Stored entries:
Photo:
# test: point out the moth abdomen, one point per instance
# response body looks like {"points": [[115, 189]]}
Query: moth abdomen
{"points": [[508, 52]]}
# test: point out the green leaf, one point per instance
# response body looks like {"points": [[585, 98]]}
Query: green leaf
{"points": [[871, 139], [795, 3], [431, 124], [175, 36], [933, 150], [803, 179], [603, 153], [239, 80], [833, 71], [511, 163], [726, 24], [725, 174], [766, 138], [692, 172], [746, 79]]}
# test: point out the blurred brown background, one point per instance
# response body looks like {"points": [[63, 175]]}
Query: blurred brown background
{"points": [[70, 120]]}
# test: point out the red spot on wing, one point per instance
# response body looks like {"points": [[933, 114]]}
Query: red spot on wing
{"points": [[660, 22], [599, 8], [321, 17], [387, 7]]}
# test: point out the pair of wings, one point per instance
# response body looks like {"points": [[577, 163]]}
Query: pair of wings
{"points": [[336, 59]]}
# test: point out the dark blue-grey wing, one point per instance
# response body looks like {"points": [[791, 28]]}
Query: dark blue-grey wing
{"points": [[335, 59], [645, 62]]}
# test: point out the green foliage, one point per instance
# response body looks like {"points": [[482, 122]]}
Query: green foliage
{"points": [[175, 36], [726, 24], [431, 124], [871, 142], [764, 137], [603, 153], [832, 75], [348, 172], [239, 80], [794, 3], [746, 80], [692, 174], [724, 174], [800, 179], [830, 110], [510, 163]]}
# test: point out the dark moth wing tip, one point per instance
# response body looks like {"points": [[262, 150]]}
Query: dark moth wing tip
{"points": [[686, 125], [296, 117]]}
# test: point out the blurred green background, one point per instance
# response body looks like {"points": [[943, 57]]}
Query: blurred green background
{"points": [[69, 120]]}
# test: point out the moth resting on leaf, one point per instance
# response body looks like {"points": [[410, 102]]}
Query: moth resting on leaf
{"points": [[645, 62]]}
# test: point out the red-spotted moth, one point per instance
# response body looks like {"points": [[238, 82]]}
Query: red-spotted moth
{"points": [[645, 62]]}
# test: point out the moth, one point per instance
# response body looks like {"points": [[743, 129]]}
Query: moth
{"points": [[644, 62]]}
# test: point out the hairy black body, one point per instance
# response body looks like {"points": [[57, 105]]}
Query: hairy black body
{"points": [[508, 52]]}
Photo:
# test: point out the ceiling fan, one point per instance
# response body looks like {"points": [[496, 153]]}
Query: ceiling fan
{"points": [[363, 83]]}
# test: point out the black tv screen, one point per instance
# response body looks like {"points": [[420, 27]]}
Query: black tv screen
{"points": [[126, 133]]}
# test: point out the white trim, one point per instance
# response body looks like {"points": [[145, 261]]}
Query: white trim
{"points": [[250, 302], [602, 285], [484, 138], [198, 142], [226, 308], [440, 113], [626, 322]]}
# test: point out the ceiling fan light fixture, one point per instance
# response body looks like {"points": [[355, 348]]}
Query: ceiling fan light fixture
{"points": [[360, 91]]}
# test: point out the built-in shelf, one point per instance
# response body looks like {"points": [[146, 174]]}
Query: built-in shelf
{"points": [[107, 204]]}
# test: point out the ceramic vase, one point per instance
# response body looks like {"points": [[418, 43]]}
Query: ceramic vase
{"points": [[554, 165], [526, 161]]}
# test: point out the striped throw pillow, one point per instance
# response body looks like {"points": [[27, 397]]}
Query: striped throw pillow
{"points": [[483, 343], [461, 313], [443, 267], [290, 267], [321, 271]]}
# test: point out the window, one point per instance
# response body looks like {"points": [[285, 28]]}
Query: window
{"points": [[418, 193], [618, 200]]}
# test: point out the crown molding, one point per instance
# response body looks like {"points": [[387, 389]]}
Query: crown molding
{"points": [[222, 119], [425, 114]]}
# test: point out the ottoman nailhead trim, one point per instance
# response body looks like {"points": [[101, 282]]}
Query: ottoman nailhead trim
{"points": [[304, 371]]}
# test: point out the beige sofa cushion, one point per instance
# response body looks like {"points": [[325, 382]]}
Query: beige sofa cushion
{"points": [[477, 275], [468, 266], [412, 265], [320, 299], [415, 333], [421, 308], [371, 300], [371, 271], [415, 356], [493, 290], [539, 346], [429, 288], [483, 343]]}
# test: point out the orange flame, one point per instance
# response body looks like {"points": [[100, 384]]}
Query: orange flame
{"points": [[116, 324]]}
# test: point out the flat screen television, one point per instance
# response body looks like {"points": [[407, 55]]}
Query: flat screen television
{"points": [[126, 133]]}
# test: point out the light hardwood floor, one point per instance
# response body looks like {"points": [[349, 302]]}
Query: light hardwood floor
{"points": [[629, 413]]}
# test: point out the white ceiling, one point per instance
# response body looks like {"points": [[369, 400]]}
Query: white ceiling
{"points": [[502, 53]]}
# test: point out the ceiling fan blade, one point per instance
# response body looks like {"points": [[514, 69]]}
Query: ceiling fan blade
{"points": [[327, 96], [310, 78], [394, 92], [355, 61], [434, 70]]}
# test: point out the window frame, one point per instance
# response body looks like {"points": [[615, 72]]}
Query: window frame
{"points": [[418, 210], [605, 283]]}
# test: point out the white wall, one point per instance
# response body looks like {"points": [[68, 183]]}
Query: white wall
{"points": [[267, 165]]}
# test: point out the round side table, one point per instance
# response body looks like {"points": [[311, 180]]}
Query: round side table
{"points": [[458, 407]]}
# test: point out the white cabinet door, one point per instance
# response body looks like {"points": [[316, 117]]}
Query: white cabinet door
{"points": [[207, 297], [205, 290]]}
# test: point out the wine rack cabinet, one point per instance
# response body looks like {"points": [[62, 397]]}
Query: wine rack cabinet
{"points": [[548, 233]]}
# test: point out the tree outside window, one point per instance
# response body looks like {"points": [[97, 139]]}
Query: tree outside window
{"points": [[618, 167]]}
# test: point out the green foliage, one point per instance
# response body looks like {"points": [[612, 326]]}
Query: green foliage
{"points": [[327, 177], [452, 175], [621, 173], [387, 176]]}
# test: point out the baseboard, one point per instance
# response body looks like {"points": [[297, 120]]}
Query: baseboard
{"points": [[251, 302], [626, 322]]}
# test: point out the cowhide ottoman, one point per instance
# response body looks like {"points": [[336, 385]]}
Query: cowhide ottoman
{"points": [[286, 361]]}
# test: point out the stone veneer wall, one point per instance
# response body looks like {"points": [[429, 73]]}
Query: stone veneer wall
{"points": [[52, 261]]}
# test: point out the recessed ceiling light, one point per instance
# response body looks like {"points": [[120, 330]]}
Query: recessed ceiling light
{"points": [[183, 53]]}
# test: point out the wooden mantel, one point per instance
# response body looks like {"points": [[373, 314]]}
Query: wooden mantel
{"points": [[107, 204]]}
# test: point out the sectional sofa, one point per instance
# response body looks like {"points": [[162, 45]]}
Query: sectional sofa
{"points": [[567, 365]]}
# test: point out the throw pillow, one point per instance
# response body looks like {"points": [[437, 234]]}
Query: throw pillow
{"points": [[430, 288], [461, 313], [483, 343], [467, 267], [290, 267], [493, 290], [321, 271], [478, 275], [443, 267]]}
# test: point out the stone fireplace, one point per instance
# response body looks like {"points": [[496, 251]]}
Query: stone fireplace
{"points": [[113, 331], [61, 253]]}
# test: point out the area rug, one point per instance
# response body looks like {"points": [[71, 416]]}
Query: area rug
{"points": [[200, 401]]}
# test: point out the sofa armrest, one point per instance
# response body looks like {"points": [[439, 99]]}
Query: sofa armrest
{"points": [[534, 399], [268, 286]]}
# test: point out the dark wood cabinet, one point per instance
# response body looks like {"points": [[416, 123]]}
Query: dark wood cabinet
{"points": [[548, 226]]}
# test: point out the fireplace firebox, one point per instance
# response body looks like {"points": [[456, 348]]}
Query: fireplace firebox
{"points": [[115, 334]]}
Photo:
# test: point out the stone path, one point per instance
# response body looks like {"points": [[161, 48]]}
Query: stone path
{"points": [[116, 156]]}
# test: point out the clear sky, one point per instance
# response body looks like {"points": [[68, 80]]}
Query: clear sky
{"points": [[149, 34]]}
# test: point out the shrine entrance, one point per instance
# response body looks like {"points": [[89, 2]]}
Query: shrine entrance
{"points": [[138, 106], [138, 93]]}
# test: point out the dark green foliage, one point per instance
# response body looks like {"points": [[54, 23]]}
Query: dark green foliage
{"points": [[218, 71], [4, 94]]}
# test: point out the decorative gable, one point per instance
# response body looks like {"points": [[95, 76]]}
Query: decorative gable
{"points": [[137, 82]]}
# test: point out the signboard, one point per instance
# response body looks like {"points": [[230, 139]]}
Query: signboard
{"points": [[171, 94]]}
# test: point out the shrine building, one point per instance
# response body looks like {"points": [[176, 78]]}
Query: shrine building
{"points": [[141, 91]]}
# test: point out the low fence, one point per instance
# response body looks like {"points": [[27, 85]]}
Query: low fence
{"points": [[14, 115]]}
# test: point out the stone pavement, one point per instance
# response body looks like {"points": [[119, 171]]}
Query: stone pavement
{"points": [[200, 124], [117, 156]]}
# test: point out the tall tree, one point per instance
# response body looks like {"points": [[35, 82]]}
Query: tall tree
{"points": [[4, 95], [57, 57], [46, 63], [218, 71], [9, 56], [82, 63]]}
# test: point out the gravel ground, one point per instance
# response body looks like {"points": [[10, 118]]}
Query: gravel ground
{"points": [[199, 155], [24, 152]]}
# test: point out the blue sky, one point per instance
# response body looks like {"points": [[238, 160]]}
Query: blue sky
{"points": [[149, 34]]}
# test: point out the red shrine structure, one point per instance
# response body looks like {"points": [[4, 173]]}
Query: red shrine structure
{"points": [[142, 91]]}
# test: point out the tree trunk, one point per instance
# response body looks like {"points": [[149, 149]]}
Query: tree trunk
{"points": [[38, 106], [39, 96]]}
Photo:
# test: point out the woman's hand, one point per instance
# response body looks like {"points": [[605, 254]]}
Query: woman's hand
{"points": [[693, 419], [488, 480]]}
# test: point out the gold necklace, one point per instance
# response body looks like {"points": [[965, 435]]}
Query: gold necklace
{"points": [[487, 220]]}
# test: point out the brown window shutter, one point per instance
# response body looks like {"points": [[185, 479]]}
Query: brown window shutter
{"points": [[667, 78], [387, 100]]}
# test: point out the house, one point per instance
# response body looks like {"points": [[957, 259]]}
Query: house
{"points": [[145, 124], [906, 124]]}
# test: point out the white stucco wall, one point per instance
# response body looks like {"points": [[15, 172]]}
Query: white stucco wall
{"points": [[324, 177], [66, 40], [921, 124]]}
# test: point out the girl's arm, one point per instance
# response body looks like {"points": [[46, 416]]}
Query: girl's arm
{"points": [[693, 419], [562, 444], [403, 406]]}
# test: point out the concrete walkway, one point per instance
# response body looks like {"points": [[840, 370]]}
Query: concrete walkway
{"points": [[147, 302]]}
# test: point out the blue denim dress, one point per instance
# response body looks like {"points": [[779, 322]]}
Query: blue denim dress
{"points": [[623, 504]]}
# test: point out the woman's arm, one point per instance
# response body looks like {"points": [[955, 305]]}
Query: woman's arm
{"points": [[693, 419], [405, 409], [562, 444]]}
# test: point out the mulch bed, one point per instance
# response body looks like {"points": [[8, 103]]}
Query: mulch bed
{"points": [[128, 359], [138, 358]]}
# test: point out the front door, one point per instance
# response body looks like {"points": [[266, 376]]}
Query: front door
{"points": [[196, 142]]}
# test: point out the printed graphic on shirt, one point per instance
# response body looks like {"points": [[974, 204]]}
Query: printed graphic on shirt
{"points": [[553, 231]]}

■ **What to do**: Exactly and exclusively, repeat the lines from the line that contains "# test: point out the concrete" through the end of the records, both ends included.

■ **Expected answer**:
# test: point out the concrete walkway, one point per instance
# response body looks like {"points": [[840, 370]]}
Query: concrete walkway
{"points": [[147, 302]]}
# test: point out the blue denim dress, one point per instance
# response body looks like {"points": [[779, 322]]}
Query: blue denim dress
{"points": [[623, 504]]}
# test: point out the woman's arm, one point per instance
# response body looks like {"points": [[955, 305]]}
Query: woman's arm
{"points": [[693, 419], [405, 409], [562, 444]]}
# test: point out the mulch bed, one point per instance
# response body looks like {"points": [[8, 103]]}
Query: mulch bed
{"points": [[128, 359], [138, 358]]}
# test: point out the front door, one point per instance
# response body looks like {"points": [[266, 376]]}
Query: front door
{"points": [[196, 142]]}
# test: point out the printed graphic on shirt, one point per instance
# response body looks like {"points": [[974, 204]]}
Query: printed graphic on shirt
{"points": [[553, 231]]}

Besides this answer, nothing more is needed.